Exercise goal: Each entry below should be returned exactly as is, with the pictures removed.

Record extracts:
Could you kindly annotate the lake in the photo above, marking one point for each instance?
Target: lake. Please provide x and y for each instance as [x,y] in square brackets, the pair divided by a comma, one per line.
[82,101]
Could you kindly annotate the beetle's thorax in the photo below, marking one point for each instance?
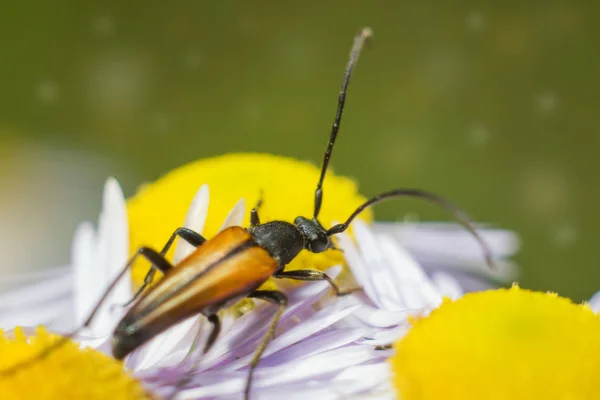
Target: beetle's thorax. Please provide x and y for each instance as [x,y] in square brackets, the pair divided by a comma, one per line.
[284,240]
[281,239]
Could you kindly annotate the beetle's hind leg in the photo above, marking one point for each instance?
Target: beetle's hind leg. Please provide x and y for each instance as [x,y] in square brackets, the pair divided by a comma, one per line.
[214,333]
[190,236]
[254,219]
[157,260]
[314,275]
[275,297]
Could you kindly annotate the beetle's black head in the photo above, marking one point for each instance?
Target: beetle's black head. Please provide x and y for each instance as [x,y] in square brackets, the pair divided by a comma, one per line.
[315,236]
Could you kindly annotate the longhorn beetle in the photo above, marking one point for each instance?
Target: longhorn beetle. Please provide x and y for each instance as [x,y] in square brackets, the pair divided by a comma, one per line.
[236,262]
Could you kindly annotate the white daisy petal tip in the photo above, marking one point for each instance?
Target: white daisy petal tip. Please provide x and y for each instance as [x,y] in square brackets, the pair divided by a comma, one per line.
[236,215]
[195,220]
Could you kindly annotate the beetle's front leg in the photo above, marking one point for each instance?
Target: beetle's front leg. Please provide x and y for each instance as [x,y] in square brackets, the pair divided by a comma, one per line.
[254,219]
[190,236]
[314,275]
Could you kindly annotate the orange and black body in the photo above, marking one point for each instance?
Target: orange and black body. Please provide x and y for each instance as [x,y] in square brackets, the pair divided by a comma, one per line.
[220,272]
[236,262]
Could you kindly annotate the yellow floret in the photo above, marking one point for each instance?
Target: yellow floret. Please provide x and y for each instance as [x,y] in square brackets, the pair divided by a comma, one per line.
[502,344]
[287,188]
[66,373]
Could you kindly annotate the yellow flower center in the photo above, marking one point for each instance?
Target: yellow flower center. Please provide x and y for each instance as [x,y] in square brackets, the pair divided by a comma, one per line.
[501,344]
[67,373]
[287,187]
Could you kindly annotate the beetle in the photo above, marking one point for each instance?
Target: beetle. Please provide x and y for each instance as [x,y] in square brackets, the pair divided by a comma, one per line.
[236,262]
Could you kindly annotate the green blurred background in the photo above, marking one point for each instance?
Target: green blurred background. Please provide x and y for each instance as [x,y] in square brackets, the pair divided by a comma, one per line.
[492,104]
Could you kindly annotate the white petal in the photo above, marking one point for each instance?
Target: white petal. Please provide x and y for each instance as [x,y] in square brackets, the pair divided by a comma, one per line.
[356,264]
[415,288]
[378,318]
[112,250]
[151,354]
[322,319]
[449,246]
[56,287]
[380,337]
[236,215]
[319,343]
[249,328]
[448,285]
[194,220]
[43,314]
[85,278]
[301,370]
[24,278]
[385,280]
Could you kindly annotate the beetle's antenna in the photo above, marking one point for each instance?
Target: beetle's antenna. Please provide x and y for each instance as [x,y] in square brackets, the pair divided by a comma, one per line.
[359,42]
[459,214]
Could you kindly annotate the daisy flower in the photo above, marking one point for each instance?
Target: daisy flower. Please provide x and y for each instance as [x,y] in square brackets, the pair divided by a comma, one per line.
[323,344]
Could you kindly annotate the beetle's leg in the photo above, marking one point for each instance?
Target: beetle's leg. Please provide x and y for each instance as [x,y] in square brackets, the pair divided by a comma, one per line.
[157,260]
[214,320]
[254,219]
[275,297]
[193,238]
[314,275]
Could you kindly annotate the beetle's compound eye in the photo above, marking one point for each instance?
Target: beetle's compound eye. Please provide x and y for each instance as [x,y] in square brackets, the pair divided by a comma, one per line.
[315,237]
[320,244]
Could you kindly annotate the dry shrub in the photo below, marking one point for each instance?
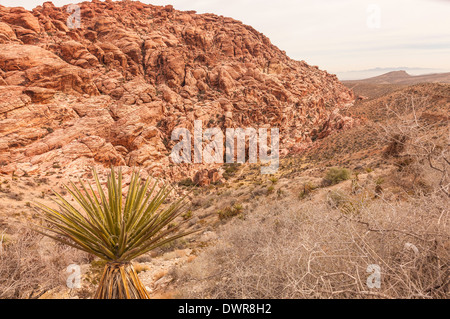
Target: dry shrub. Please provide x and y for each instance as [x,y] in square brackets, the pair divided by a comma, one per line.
[31,265]
[420,145]
[313,250]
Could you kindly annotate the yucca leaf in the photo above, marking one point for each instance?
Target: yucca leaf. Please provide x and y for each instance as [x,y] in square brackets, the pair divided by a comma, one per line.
[107,226]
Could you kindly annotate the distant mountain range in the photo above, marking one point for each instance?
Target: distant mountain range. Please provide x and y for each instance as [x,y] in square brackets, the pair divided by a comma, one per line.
[369,73]
[402,77]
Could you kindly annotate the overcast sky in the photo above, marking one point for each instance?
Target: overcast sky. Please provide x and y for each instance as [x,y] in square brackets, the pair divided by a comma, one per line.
[338,35]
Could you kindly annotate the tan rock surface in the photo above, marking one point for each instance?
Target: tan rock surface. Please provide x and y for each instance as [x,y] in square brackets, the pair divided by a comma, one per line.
[112,91]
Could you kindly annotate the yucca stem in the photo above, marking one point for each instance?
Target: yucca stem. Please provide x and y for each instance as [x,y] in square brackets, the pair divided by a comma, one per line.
[120,281]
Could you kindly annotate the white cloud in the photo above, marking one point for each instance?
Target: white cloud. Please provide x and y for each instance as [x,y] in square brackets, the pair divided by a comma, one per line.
[333,33]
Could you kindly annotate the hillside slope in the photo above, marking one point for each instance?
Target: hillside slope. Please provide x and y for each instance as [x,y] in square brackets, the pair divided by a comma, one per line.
[113,90]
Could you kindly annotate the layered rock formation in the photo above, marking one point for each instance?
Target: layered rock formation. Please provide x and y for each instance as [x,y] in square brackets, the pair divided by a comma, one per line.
[113,90]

The reply:
Could you kindly annotate the lake in the photo above, marking one point for each instance?
Target: lake. Please provide x and y for each instance as [x,y] in square brackets, the pair divided by a comma, one per line.
[82,101]
Could you kindly annotate the beetle's thorax in the photo below, marking one point for each instance?
Target: beetle's thorax. Please provide x and y for each instance as [x,y] in square brackets, the pair divided by a comma, one per line.
[284,240]
[281,239]
Could you kindly annotate the beetle's hind leg in the photo above, marking one point for each instance?
Target: beetle's hind leg. Please provide x and y for each instance as [x,y] in square brackets, the pair divided by a comma, one per line.
[214,333]
[190,236]
[254,219]
[157,260]
[314,275]
[275,297]
Could you kindly annotate the beetle's black head in the photo above, marking one point for each instance?
Target: beetle's black head. Please provide x and y for each instance as [x,y] in square brackets, the pair divided by a comma, one per line.
[315,236]
Could you kindly annotate the longhorn beetle in the photo above, marking one point for each instance?
Target: longhorn beetle. Please provide x and y for each instance as [x,y] in square brackets, the pair divided by a comma, one per line.
[236,262]
Could you kindly annotate the white daisy petal tip in the photo above, marking one point for each instance?
Target: white daisy petal tip. Please provide x and y for each instance as [x,y] in square brackets, the pair divided by a comma, one per line.
[236,215]
[195,220]
Could you kindly annotate the beetle's front leg in the photo above, marking one point for each instance?
Target: beetle's front leg. Please provide x and y for each instance as [x,y] in square brackets, the pair divided by a comma, one per line.
[254,219]
[190,236]
[314,275]
Could you kindly annotate the orange and black body in the photo above, marking one point for each instance?
Target: orange and black body. Please provide x and y for each instance as [x,y] in square brackets, the pair divided by a comma, one per line.
[220,272]
[236,262]
Could you kindly annotate the yellow floret in the photo above, marking one point for each instance?
Target: yellow floret. Please provide x and y for each instance as [x,y] in square brackets, the pair divided by a comma, one per line.
[502,344]
[287,188]
[66,373]
Could you kindly annotate the yellow flower center in the photo above, marking one point for each instance?
Target: yellow flower center. Please provide x and y for each instance as [x,y] in square brackets, the pair divided by a comma, one per line.
[501,344]
[67,373]
[287,187]
Could you kindly annotate the beetle in the photo above, marking one point for each instance?
Target: beetle. Please provide x and y for each instance as [x,y] in square brackets, the pair divided by a comma, one per line.
[236,262]
Could you kindly annotate the green blurred background in the photo above, marking one point for each instance?
Target: green blurred background. Please provide x and y for each instance as [x,y] in square brackets, the pair divided by a comma, one per line.
[492,104]
Could you kindly annotate the white petal in the photo above, marking one point for each instance?
Target: white petal. Please provide x and y for each instance as [x,y] in square brackets, the pair divided by a comma, one per line.
[356,264]
[415,288]
[378,318]
[112,250]
[151,354]
[322,319]
[449,246]
[56,287]
[380,337]
[236,215]
[319,343]
[249,328]
[448,285]
[194,220]
[43,314]
[85,278]
[301,370]
[24,278]
[385,280]
Could you kindly annotate the beetle's antenna in the photo above, marking one point for each instance?
Target: beetle's antenna. Please provide x and y for each instance as [x,y] in square brackets, the pair divided by a comma, one per line.
[359,42]
[459,214]
Could you kindly annotate the daisy flower in the photo above, marking one point for each instance?
Target: daisy flower. Please provide x and y for each instance as [x,y] in square brackets, the pair divided by a comma, one per line.
[323,344]
Could you kindly annotate the beetle's leg in the photo above, marking one point for each instance?
Target: beetle's leg. Please provide x and y for each instance as [x,y] in square brackets, the pair divided by a comma, one per line.
[157,260]
[214,320]
[254,219]
[275,297]
[193,238]
[314,275]
Could you kindly annotate the beetle's compound eye in the photo above, marking one point for each instance?
Target: beetle's compound eye. Please provide x and y for each instance as [x,y] in square brackets, the pair divided by a comma, one per line.
[315,237]
[320,244]
Could you kindly annotate the dry shrub in the photo below, marking one point for each instance?
Target: dry shrub. Please provide x and y for each instance as [x,y] in square brackets, the pair divided by a comma, one per line.
[31,265]
[420,145]
[313,250]
Could you kindly annotate the yucca leaf in the photo above, marking one point for each instance?
Target: yucca leaf. Please provide x and y for each instance as [x,y] in square brackets, the pair divided by a comma, one per line.
[107,226]
Could you kindly annotate the distant mountain range in the photo above, marking one point for each instance?
Target: distant mountain range. Please provide x and y for each instance as [x,y] in square brackets, the pair divided by a comma, one per line.
[369,73]
[402,77]
Could you kindly annotate the overcast sky in the photo above, marking one point for each instance?
Target: overcast sky. Please provide x and y for each instance as [x,y] in square brackets, the pair divided by a comma, one per line.
[338,35]
Could you kindly annotate the tan rock surface in the photo above, marking one point for each instance?
Target: tan rock surface. Please provide x and y for each instance as [x,y] in square brackets, the pair divided by a comma, one per line.
[112,91]
Could you kindly annotate the yucca stem in the photo above, marking one point for each instance?
Target: yucca stem. Please provide x and y for each instance as [x,y] in square brackets, the pair divided by a comma, one per line.
[120,281]
Could you kindly annotate the white cloud in the photo above, marking one point for each instance?
Target: white cloud. Please provide x and y for each instance as [x,y] in square brackets, the pair divided by a comma, one per line.
[333,33]
Could you kindly annotate the hillside slope in the photo above, marking one point for each instance?
Target: hillside slope. Please provide x and y for each instance as [x,y] in square brackets, the pair divided by a comma, one per line.
[113,90]
Could you kindly annotate the layered rock formation in the photo above, marking one point for each instance?
Target: layered rock formation. Please provide x and y for each instance as [x,y] in square brackets, the pair divided by a comma, one per line.
[113,90]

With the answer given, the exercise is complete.